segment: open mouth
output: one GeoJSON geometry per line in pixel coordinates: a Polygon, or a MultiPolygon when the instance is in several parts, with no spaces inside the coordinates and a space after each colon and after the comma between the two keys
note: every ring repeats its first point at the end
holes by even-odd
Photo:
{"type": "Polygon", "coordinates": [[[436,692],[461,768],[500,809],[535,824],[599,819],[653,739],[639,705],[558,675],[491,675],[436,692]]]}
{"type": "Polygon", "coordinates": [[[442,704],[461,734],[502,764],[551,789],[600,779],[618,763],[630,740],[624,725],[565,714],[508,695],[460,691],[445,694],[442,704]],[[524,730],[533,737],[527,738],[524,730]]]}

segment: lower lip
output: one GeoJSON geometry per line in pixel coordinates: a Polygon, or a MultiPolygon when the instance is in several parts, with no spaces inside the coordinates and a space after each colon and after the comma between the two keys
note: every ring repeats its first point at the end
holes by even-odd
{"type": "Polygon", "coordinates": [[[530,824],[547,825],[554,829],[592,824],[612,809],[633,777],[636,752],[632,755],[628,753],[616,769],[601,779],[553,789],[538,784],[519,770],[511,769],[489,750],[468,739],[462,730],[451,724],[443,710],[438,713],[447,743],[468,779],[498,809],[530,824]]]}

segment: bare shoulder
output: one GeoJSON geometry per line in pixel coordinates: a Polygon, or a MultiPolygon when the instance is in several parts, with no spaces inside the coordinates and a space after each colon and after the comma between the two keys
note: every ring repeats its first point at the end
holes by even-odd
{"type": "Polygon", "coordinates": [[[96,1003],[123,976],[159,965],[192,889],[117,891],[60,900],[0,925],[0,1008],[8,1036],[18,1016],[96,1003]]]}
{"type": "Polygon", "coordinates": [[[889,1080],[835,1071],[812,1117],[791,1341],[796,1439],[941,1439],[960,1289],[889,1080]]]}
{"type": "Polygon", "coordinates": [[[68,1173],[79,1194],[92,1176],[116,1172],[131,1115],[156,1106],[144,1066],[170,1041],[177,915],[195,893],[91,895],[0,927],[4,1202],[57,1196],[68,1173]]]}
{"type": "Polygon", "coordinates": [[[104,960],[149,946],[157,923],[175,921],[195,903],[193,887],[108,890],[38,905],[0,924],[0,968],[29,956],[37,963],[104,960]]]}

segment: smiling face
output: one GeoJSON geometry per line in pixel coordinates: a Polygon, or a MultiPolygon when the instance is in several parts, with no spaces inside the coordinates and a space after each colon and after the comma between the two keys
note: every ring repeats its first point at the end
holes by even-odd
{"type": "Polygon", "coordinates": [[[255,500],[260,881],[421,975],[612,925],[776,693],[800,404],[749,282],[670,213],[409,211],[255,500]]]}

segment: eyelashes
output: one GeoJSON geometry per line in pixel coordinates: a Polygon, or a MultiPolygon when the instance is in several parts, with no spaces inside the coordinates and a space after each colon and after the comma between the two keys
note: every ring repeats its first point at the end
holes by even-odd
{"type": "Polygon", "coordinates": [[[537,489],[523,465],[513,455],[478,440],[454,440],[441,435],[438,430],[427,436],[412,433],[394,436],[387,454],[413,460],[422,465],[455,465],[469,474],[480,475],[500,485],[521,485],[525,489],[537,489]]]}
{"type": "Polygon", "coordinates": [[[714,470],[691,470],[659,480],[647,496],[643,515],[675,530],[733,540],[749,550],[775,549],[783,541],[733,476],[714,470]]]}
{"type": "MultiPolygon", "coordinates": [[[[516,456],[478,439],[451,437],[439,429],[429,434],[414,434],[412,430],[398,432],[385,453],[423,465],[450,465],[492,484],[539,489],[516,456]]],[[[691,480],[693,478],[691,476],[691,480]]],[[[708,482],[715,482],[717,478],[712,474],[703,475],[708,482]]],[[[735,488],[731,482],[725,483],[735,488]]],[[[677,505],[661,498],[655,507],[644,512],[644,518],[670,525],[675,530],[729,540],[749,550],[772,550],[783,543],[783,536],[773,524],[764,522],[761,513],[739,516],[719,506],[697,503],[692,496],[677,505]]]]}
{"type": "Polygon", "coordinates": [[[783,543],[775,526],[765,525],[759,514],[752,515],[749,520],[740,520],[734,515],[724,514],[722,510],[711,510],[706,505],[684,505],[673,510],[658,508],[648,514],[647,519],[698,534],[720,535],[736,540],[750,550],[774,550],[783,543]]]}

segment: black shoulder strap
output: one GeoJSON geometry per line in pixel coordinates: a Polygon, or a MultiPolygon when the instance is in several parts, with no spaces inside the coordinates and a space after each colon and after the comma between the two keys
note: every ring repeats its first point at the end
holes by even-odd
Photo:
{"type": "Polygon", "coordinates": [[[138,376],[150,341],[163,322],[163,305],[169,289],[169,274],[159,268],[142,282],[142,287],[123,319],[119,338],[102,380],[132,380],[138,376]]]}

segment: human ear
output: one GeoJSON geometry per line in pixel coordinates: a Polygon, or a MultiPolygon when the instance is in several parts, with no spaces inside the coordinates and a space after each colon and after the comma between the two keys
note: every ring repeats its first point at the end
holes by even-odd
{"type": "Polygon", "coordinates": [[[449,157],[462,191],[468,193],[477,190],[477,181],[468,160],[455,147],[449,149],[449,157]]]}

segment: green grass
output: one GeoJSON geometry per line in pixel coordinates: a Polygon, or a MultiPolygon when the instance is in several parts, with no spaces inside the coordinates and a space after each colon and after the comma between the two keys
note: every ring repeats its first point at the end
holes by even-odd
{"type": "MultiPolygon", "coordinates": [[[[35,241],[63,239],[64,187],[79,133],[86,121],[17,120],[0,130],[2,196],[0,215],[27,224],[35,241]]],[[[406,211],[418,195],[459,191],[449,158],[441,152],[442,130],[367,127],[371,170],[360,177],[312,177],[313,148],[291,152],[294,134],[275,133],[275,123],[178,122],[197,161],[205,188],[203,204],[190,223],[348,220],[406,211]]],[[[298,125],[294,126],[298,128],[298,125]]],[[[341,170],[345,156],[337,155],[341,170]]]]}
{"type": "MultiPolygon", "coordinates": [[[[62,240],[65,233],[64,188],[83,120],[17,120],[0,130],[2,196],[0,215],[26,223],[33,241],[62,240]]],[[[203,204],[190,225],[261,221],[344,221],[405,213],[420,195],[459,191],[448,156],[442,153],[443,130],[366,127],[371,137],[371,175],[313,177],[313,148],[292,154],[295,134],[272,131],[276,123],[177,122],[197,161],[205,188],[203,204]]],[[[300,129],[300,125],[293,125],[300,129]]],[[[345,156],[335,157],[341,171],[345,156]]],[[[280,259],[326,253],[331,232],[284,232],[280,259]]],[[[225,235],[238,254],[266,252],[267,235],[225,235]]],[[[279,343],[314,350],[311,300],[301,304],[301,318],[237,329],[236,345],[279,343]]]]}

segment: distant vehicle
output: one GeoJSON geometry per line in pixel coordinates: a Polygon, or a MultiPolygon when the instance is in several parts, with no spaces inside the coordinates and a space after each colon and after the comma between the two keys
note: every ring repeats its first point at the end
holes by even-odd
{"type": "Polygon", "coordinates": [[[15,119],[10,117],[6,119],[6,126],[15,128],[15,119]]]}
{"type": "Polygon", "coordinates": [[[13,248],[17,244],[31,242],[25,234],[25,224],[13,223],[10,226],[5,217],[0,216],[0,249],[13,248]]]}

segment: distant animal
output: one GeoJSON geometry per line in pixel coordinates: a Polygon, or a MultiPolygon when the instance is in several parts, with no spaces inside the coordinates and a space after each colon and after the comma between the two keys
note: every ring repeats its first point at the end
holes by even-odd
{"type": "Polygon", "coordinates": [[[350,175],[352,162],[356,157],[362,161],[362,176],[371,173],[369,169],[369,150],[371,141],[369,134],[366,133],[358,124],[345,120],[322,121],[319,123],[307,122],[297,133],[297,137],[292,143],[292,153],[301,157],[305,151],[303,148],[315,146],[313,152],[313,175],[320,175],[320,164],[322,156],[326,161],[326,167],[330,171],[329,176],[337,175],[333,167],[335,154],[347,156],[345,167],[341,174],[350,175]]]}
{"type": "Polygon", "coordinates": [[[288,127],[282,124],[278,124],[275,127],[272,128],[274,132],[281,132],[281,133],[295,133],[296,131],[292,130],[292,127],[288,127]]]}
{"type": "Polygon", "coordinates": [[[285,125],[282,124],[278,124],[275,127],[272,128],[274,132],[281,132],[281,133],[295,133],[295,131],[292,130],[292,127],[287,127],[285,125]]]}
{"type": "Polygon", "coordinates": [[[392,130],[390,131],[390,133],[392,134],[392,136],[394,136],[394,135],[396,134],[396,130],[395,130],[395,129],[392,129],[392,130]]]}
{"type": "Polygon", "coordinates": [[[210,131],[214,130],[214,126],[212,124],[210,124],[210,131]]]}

================

**Your assignment**
Find the word "distant" in the listing and copy each line that contains it.

**Output for this task**
segment: distant vehicle
segment: distant animal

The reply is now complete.